## Begin
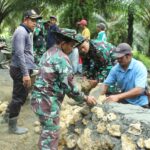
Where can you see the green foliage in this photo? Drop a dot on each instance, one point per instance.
(145, 59)
(74, 11)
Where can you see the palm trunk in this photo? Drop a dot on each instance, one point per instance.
(130, 24)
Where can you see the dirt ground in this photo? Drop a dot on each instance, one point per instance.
(26, 119)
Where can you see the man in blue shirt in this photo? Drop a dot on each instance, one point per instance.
(101, 32)
(22, 64)
(50, 36)
(131, 77)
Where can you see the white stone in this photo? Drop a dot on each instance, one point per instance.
(84, 142)
(135, 128)
(85, 121)
(98, 111)
(114, 130)
(37, 129)
(147, 143)
(140, 143)
(36, 123)
(101, 99)
(71, 140)
(127, 143)
(111, 116)
(101, 127)
(3, 107)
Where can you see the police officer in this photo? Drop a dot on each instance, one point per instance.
(54, 80)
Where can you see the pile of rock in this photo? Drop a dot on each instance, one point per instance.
(105, 126)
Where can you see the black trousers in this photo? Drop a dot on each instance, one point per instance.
(19, 93)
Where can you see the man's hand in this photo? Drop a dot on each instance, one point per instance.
(27, 81)
(90, 100)
(112, 98)
(93, 83)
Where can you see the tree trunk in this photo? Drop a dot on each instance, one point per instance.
(130, 24)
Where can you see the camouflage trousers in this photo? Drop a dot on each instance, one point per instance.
(49, 135)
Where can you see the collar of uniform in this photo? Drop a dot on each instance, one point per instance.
(129, 67)
(27, 29)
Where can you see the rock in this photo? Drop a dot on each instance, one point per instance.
(36, 123)
(84, 140)
(114, 130)
(101, 127)
(127, 143)
(3, 106)
(98, 111)
(111, 117)
(135, 128)
(71, 140)
(147, 143)
(85, 110)
(37, 129)
(140, 143)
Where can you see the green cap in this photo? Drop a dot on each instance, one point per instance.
(79, 38)
(69, 33)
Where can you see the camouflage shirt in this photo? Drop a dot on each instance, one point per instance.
(55, 78)
(39, 41)
(98, 61)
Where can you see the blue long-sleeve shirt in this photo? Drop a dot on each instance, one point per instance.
(22, 50)
(50, 36)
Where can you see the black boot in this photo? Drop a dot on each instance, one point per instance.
(13, 128)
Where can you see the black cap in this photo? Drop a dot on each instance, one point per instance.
(31, 14)
(122, 49)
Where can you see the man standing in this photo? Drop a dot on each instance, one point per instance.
(21, 67)
(101, 32)
(97, 59)
(130, 75)
(54, 80)
(85, 31)
(53, 27)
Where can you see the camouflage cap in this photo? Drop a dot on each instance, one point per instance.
(79, 38)
(31, 14)
(68, 33)
(121, 50)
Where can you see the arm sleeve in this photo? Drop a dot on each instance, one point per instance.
(111, 78)
(66, 79)
(19, 46)
(141, 77)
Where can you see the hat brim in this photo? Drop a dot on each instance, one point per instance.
(35, 17)
(52, 17)
(119, 55)
(58, 33)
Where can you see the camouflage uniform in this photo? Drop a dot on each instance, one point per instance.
(39, 41)
(54, 80)
(98, 61)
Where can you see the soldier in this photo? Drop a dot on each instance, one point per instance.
(97, 60)
(54, 80)
(39, 40)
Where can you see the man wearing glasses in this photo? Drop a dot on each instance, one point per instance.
(130, 75)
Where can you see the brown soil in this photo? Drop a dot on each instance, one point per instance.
(26, 119)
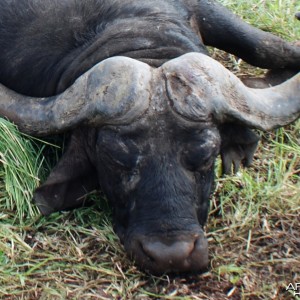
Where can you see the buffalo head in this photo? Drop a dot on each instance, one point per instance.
(148, 137)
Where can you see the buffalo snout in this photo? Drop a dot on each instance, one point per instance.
(163, 254)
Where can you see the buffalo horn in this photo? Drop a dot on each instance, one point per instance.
(201, 88)
(115, 91)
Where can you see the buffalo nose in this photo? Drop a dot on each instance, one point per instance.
(178, 254)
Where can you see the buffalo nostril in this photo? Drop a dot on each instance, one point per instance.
(176, 254)
(161, 251)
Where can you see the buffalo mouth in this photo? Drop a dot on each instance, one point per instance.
(157, 254)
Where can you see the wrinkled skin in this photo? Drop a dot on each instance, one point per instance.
(157, 171)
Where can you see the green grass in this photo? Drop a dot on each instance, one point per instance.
(253, 228)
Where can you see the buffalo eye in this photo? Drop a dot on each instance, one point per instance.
(118, 152)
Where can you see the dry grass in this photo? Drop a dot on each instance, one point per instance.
(253, 231)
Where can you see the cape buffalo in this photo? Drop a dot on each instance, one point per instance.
(147, 109)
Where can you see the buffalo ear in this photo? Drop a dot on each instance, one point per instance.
(70, 181)
(238, 147)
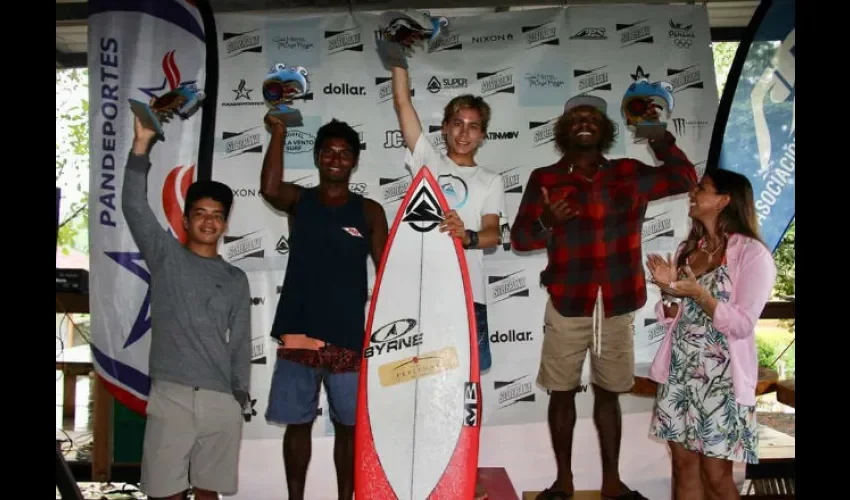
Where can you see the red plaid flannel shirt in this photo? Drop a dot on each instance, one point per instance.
(602, 246)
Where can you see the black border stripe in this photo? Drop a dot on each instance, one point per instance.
(210, 105)
(725, 105)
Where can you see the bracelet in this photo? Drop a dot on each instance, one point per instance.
(669, 300)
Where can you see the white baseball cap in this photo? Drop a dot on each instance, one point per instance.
(587, 100)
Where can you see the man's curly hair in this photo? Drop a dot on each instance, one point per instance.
(606, 138)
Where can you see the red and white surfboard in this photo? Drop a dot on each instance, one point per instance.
(419, 405)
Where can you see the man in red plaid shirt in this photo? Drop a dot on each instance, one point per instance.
(587, 211)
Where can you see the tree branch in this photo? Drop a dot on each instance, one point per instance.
(72, 216)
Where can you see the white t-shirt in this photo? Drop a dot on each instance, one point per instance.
(472, 192)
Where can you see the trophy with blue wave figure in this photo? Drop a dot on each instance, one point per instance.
(281, 86)
(647, 106)
(401, 30)
(183, 101)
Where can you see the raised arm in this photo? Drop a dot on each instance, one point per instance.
(674, 176)
(240, 339)
(376, 217)
(527, 232)
(408, 120)
(279, 194)
(150, 237)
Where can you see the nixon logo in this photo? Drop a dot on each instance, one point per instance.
(344, 89)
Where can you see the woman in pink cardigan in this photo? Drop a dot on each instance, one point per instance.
(706, 367)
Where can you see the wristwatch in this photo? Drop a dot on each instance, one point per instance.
(669, 300)
(473, 239)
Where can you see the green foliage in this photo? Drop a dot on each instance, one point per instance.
(72, 156)
(767, 352)
(785, 263)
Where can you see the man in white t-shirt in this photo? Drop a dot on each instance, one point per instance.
(473, 193)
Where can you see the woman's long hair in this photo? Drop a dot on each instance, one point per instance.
(738, 217)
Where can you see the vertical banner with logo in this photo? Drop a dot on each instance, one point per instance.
(526, 64)
(137, 50)
(755, 132)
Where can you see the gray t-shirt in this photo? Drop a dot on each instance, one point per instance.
(200, 306)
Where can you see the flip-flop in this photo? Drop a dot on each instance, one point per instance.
(553, 493)
(631, 495)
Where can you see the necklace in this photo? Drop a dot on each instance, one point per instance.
(704, 244)
(572, 169)
(702, 247)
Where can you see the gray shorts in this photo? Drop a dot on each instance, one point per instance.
(192, 437)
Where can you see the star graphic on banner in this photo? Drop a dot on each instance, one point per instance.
(142, 324)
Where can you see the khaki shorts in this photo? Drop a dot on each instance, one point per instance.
(192, 437)
(566, 341)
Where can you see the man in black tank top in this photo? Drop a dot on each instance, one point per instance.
(321, 314)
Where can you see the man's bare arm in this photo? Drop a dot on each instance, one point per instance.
(279, 194)
(408, 120)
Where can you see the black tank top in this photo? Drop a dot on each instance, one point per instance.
(325, 288)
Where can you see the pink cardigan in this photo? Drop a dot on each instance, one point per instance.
(753, 273)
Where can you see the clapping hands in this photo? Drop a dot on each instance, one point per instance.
(666, 276)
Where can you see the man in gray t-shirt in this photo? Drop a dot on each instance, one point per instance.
(200, 354)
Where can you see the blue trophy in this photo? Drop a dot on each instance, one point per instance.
(647, 105)
(404, 29)
(282, 85)
(184, 100)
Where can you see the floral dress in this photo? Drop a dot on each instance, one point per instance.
(696, 407)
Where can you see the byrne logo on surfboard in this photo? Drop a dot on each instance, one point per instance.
(393, 337)
(423, 213)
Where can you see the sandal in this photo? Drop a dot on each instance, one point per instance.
(553, 493)
(631, 495)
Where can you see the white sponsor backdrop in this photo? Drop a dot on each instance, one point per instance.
(526, 64)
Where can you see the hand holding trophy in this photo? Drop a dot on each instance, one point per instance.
(183, 101)
(646, 106)
(401, 31)
(281, 86)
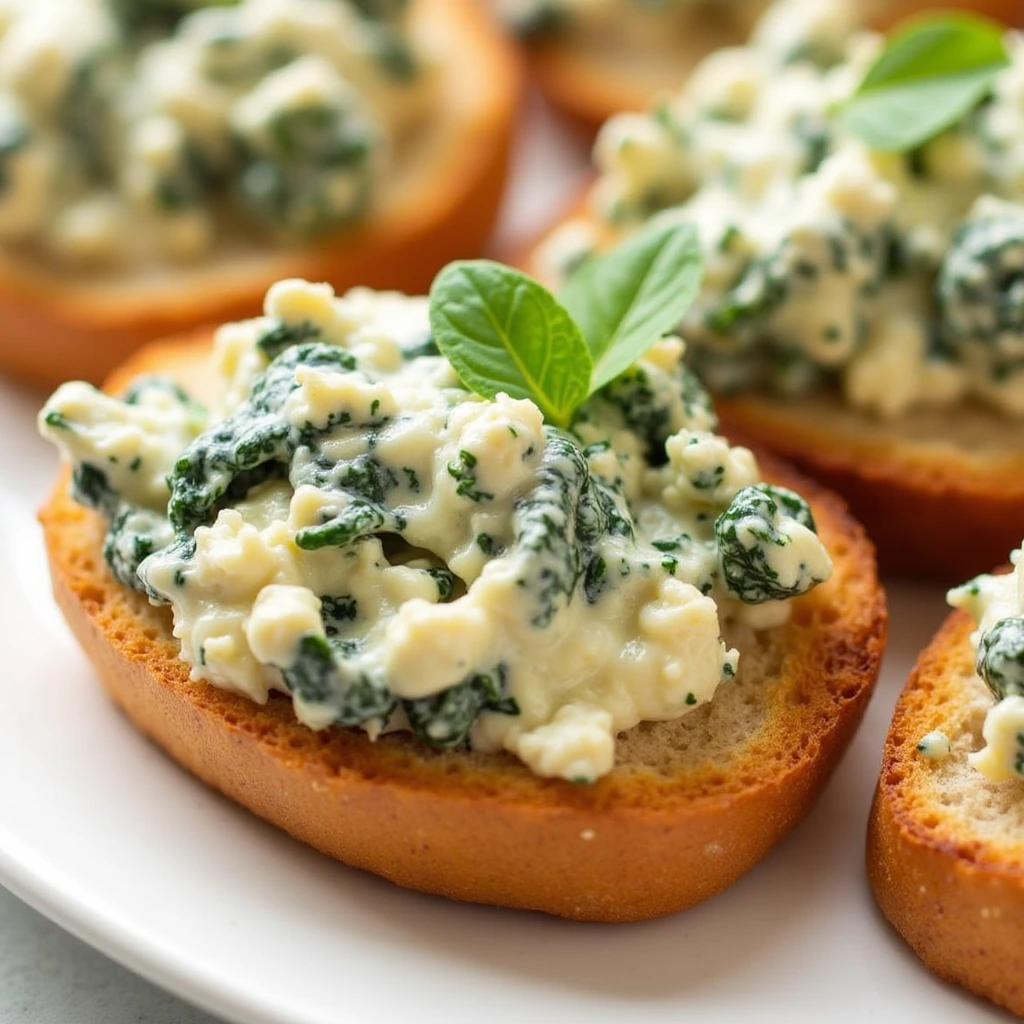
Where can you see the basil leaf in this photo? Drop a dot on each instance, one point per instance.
(932, 72)
(628, 298)
(502, 331)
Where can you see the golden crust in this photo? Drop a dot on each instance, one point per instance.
(940, 495)
(591, 85)
(659, 834)
(951, 885)
(940, 499)
(55, 326)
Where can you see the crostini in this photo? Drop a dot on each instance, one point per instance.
## End
__Given instruction__
Render the lines of the entries above, from the line containing "Where can you see the white sponsor" through the last line of the entries, both ends included, as a JSON list of strings with one string per line and blank lines omitted. Leave the pictures out of the answer.

__Solution__
[
  "Where can you see the white sponsor backdrop in this photo? Drop a dot on each instance, one point per instance.",
  "(526, 64)",
  "Where can you see the hand holding trophy in this photo? Drop a dot on each instance, one point per instance.",
  "(183, 101)",
  "(646, 106)",
  "(401, 31)",
  "(281, 86)",
  "Where can you see the basil leaf in this photo? Drop a dot on each instance, one point per instance.",
  "(932, 72)",
  "(628, 298)",
  "(502, 331)",
  "Where can you see the golden crust in this photo? Drop a dot on each instance, one point per instance.",
  "(940, 495)",
  "(591, 85)",
  "(659, 834)",
  "(951, 885)",
  "(940, 499)",
  "(55, 326)",
  "Where can you see the crostini in this photo? Drop a dot on each instance, one point per instance."
]